Exercise description
Can you rewrite the records below as a numbered list, starting with the line that contains "of the door" and going on through the end of the records, with blank lines left out?

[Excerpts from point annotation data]

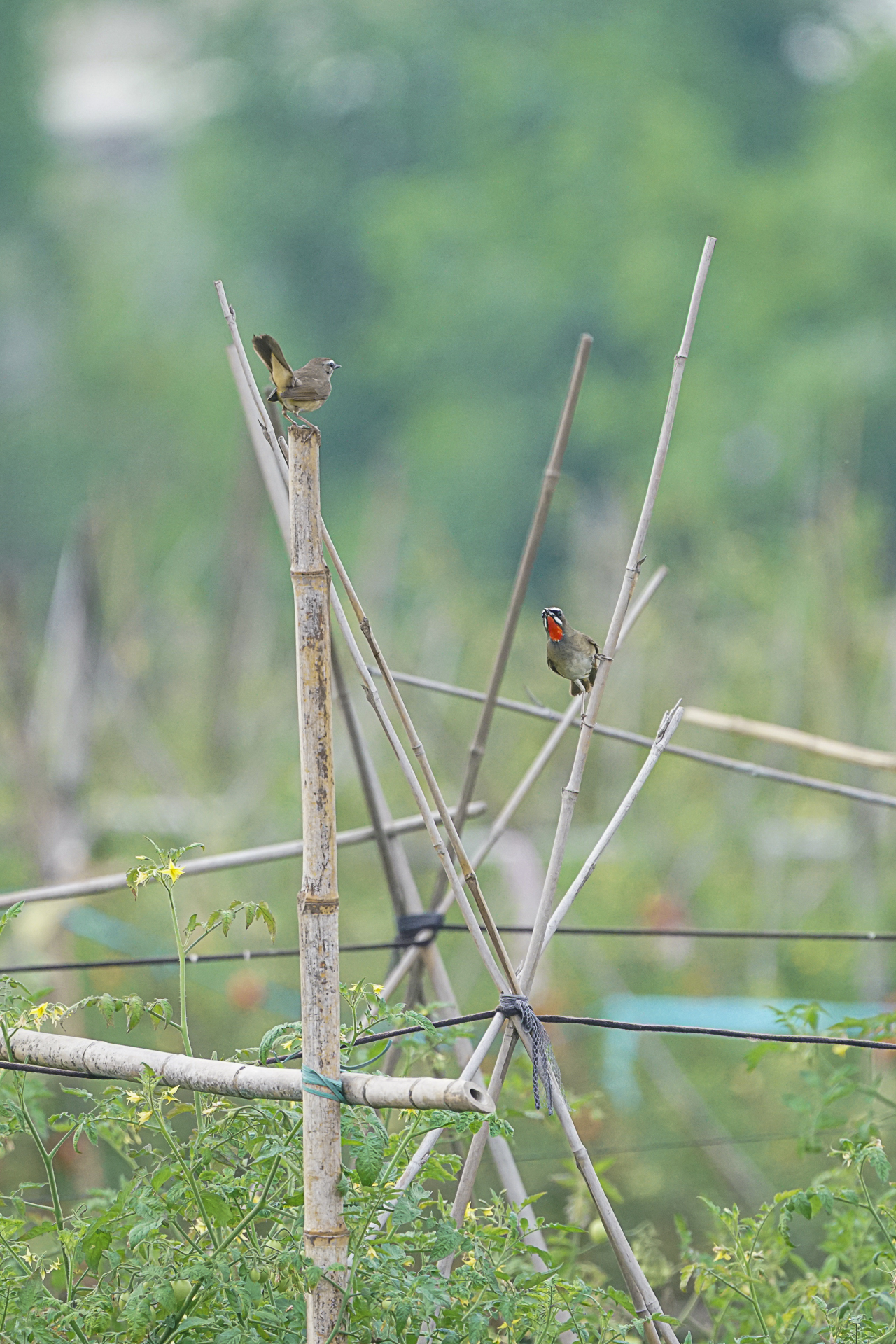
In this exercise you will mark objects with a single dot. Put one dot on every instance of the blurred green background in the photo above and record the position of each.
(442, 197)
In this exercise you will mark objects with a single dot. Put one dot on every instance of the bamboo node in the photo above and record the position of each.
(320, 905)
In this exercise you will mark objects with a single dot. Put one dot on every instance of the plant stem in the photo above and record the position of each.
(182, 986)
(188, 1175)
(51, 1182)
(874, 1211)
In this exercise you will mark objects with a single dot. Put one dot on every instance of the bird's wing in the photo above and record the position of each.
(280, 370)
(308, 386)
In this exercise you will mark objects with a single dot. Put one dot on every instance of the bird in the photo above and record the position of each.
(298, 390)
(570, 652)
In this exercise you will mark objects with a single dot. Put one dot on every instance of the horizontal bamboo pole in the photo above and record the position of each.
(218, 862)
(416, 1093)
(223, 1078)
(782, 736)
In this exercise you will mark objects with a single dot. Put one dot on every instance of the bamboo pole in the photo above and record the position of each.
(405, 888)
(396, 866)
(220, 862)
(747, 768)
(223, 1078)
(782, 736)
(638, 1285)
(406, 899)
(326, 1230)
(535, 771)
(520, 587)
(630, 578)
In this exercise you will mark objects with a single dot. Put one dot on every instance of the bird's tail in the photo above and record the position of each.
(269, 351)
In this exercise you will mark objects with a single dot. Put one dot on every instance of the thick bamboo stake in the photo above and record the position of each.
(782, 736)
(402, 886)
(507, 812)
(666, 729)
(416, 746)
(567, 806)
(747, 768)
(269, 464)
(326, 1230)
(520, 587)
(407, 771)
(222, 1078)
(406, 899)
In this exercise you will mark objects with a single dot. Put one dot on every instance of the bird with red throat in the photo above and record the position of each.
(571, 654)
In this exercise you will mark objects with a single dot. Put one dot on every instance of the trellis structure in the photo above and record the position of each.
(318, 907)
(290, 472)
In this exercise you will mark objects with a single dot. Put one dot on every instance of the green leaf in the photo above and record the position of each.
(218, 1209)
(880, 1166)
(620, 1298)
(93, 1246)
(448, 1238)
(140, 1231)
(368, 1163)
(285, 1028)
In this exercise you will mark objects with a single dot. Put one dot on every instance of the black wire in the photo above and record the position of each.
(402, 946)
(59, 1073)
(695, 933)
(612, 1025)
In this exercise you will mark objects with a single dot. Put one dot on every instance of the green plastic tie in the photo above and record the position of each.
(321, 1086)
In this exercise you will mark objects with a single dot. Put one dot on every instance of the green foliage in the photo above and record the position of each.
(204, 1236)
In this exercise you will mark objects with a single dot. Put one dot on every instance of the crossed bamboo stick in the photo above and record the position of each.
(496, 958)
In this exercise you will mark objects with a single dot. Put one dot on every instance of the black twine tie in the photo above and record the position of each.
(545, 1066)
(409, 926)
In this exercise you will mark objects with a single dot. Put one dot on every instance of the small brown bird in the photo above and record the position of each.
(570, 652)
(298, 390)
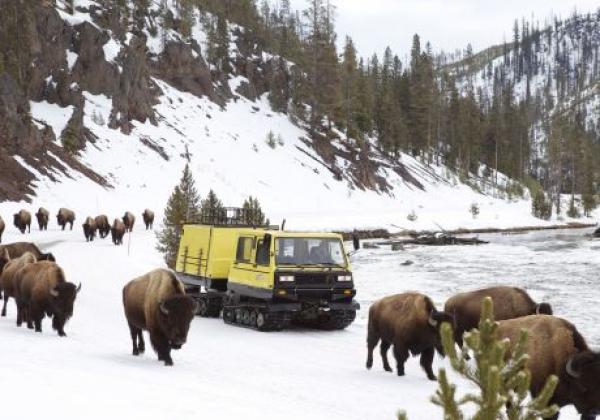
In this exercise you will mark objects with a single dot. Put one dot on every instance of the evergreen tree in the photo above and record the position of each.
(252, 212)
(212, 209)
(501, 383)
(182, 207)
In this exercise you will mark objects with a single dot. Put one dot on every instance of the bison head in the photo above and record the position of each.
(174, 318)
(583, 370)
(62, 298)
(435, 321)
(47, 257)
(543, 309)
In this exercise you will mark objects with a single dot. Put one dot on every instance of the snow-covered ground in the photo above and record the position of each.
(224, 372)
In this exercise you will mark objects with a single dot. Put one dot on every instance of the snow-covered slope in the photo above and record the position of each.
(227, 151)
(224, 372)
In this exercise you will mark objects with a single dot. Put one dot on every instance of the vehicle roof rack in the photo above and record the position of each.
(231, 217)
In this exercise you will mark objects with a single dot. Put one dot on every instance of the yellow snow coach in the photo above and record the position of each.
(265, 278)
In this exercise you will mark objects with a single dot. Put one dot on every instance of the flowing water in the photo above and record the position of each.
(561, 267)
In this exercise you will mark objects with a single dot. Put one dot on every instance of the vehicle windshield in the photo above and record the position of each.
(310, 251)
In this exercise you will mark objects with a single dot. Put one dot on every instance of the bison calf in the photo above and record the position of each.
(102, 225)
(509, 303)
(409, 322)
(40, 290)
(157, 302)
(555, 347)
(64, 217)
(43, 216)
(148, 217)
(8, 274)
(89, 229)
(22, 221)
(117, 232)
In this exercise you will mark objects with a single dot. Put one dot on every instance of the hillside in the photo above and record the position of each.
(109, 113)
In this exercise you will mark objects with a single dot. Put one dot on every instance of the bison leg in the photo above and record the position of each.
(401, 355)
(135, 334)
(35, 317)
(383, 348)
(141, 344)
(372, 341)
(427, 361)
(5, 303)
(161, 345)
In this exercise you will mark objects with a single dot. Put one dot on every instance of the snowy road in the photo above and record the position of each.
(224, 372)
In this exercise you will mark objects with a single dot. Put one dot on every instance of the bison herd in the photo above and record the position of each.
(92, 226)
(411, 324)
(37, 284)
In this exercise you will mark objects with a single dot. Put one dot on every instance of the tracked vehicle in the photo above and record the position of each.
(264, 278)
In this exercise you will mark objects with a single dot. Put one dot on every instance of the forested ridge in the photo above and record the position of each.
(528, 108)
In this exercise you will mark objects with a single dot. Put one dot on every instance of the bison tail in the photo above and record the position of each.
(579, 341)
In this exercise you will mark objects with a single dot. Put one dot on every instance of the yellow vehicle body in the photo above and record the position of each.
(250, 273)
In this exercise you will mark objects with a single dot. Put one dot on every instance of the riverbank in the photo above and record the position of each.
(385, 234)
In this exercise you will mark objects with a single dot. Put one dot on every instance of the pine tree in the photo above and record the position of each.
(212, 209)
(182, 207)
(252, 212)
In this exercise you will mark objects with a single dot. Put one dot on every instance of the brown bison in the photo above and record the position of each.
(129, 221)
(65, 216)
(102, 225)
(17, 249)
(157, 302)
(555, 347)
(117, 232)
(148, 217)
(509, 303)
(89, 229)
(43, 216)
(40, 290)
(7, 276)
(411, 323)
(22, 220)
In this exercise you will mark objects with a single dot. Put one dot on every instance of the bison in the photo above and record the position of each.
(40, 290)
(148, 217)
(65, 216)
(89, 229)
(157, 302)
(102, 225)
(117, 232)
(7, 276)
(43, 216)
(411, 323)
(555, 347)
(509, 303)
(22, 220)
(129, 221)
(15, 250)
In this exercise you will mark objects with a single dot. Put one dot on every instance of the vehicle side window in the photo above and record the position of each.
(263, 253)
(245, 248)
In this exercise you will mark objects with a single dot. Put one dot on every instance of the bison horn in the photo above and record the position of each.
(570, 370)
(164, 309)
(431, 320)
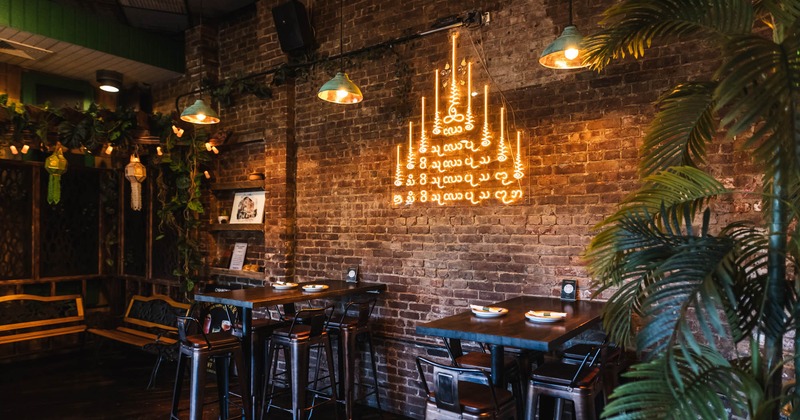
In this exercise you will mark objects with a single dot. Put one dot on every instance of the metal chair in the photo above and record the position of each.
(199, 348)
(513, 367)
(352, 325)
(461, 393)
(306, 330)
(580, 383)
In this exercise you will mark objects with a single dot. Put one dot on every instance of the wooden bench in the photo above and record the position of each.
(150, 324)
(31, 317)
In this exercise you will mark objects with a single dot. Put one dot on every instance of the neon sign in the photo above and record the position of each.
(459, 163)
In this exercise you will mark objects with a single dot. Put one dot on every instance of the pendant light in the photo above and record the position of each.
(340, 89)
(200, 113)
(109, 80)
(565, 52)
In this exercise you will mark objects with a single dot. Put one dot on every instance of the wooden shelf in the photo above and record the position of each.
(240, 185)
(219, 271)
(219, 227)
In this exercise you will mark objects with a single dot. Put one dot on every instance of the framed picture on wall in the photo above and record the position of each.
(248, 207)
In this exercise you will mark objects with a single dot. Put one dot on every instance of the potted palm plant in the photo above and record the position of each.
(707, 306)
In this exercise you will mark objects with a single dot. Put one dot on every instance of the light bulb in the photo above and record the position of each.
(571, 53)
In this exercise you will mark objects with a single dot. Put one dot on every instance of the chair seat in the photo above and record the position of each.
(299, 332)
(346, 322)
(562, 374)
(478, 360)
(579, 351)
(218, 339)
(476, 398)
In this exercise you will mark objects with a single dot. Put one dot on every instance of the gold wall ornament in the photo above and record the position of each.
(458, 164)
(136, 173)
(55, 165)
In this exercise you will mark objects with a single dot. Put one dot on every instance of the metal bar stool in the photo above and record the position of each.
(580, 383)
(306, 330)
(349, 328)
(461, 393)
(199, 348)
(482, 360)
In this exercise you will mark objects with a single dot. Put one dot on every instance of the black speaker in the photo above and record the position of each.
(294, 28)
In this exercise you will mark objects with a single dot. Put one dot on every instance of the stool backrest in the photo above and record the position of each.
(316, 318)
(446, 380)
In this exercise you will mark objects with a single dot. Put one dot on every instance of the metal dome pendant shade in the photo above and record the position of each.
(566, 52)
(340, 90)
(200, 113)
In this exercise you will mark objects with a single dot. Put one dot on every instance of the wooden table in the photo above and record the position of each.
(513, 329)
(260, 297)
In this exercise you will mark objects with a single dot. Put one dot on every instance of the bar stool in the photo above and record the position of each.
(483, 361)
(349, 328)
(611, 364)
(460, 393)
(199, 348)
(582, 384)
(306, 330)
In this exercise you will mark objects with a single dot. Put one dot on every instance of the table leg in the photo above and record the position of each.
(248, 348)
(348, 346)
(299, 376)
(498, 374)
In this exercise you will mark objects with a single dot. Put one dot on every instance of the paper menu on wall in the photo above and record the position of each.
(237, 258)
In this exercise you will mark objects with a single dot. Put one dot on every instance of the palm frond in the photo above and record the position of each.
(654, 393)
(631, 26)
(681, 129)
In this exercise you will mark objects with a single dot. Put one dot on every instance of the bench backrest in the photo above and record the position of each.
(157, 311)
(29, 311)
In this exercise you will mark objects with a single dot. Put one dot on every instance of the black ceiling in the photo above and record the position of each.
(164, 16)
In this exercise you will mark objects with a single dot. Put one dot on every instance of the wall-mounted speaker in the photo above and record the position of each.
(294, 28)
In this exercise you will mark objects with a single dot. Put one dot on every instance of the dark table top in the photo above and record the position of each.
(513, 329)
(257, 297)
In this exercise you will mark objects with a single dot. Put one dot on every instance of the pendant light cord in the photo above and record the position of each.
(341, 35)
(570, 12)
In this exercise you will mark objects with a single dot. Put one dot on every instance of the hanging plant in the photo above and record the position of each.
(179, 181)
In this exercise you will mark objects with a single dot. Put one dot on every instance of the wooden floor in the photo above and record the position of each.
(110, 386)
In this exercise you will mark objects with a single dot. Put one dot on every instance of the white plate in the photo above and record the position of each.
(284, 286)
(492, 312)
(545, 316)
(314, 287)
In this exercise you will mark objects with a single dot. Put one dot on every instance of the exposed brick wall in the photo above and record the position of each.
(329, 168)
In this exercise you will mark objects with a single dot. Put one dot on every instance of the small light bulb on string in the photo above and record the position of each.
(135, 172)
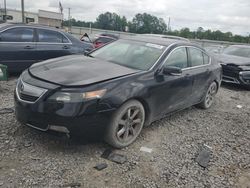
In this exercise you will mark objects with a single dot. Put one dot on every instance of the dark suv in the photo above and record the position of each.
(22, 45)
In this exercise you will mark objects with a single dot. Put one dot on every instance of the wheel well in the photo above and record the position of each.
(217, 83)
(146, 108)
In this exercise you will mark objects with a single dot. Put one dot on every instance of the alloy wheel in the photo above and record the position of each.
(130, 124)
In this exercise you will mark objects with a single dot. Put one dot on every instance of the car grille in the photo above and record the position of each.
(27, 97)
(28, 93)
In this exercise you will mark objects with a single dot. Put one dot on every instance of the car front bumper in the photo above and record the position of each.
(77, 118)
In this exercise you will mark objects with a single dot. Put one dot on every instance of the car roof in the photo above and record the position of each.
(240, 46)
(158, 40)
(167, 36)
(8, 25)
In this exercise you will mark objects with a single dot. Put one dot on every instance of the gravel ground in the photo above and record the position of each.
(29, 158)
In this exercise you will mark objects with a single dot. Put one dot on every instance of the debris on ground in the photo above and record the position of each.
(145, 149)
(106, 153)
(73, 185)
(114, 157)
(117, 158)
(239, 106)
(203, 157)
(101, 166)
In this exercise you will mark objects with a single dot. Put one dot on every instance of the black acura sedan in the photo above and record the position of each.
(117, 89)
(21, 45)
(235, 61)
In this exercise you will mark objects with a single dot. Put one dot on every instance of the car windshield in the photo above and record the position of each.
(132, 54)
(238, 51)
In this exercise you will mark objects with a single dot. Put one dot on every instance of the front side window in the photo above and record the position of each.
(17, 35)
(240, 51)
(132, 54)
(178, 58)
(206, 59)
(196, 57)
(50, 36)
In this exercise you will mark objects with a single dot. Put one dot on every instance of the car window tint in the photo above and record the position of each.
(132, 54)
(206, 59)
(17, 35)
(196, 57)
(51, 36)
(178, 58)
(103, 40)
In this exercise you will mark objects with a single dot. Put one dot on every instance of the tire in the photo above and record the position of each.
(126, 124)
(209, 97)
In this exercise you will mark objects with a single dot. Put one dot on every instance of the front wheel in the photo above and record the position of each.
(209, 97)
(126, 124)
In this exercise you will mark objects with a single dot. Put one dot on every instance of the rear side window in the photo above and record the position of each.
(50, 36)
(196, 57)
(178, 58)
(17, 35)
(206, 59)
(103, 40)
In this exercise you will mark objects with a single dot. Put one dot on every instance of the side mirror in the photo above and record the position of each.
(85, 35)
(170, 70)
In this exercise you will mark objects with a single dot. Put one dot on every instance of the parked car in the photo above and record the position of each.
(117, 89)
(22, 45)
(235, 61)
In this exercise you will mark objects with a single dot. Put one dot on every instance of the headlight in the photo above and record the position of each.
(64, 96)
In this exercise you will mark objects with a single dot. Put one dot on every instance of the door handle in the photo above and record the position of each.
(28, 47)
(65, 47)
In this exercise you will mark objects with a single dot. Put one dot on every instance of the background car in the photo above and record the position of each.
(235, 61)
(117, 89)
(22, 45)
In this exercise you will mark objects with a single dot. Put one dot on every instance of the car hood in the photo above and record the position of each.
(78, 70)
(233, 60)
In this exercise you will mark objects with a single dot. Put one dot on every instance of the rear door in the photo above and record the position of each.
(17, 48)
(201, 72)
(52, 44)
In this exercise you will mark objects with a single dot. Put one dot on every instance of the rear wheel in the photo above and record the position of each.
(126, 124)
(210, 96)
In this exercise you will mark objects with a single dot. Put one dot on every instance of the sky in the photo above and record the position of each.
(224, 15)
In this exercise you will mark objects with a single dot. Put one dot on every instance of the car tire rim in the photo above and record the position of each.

Solution to the exercise
1. In this exercise you will mark objects with a single dot. Put one dot on every instance of the door handle in the photo above and record the position of each.
2. (28, 47)
3. (65, 47)
4. In this exercise you will mark objects with a single dot. Put one dot on every instance of the background car in the photo above and record the position of each.
5. (235, 61)
6. (117, 89)
7. (22, 45)
8. In this exercise you will mark objects with a single dot. Put one dot on every instance of the car hood in the photo above and record the position of each.
9. (78, 70)
10. (233, 60)
11. In this exercise you will mark objects with a single dot. Put one dot on every instance of the rear door in the photo above and record the position of each.
12. (17, 48)
13. (201, 72)
14. (52, 44)
15. In this exercise you will mark objects with a single dot. Put one dot on every instance of the rear wheel in the photo above and record the position of each.
16. (126, 124)
17. (210, 96)
18. In this exercise you will mark objects with a single dot. Put one dot on every instance of the sky in the photo above and record the position of each.
19. (224, 15)
20. In this exercise you will mark objects with a single dot. Put one dot on every instance of the car tire rim in the photo above and record the position of each.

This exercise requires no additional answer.